Source text:
Start of Block

The Trailblazing Black Female Doctor That American History Forgot
It’s somewhat hard today to appreciate just what an accomplishment the 145-page treatise A Book of Medical Discourses in Two Parts represents. Even the title of the 1883 work is misleadingly modest. One of the first American medical guides to offer advice for women and children, the book deals with treating everything from infant bowel complaints to hemorrhoids and diphtheria. It even offers marital advice: one way to stay happily married “is to continue in the careful routine of the courting days, till it becomes well understood between the two.”
Dedicated “to mothers, nurses, and all who may desire to mitigate the afflictions of the human race,” Medical Discourses is the masterwork of Dr. Rebecca Lee Crumpler, the first Black woman in America to earn a medical degree. She managed to blaze a path through the medical profession at a time when few Blacks or women were able to attend medical school, let alone publish books about their work.
Few photographs survive of Dr. Crumpler, and what we know about her comes mostly from her own writings. Born in 1831, she says she was raised by a “kind aunt in Pennsylvania” who spent much of her time caring for sick neighbors so that the young Rebecca “early conceived a liking for, and sought every opportunity to relieve the sufferings of others.” At the age of 21, Crumpler moved to Charlestown, Massachusetts, where she worked as a nurse for eight years and set her sights on the New England Female Medical College.

End of Block

Exercise brief:
Reproduce the passage of the article on Dr. Rebecca Lee Crumpler between "Few photographs survive" and "Female Medical College.", inclusive, with every word and punctuation mark unchanged.

Stored data:
Start of Block

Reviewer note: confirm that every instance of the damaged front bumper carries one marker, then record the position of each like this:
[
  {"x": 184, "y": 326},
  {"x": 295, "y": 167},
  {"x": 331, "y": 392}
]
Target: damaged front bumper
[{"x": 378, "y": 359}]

End of Block

Final answer:
Few photographs survive of Dr. Crumpler, and what we know about her comes mostly from her own writings. Born in 1831, she says she was raised by a “kind aunt in Pennsylvania” who spent much of her time caring for sick neighbors so that the young Rebecca “early conceived a liking for, and sought every opportunity to relieve the sufferings of others.” At the age of 21, Crumpler moved to Charlestown, Massachusetts, where she worked as a nurse for eight years and set her sights on the New England Female Medical College.